*TASK OBJECTIVE*: Edit the records beginning at the line that contains "of the crack" and stopping after the line that contains "[(108, 382)]", changing every "biggest" to "largest" and leaving all else unchanged. Return only those lines.

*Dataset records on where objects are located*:
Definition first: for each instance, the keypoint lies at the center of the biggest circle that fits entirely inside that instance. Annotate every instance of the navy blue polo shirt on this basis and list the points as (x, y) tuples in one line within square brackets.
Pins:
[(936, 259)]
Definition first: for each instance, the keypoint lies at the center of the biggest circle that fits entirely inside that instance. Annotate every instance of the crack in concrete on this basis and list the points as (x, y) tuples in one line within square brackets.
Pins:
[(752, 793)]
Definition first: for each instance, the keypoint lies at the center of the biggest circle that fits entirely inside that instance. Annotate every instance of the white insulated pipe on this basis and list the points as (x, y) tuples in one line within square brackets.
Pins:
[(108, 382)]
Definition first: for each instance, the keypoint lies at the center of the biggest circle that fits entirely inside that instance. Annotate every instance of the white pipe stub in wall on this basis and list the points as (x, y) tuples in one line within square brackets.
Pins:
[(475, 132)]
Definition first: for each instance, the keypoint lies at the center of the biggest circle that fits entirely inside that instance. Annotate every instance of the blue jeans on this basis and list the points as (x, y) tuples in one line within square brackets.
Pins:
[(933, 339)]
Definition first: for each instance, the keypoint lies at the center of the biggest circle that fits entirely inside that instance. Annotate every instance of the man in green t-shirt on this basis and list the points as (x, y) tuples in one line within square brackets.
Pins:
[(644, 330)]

*OUTPUT BELOW*:
Definition first: for each instance, the keypoint lies at the center of the largest circle that fits entirely inside that instance. Annotate every instance of the crack in concrete on this basis and list the points as (x, y) tuples in one line within square brackets.
Pins:
[(752, 793)]
Definition first: for each instance, the keypoint lies at the center of the largest circle that fits entirely inside that instance. Annotate every instance of the white insulated pipe on this basis and list the points as (x, y) tuples in one line within square brackets.
Pins:
[(108, 382)]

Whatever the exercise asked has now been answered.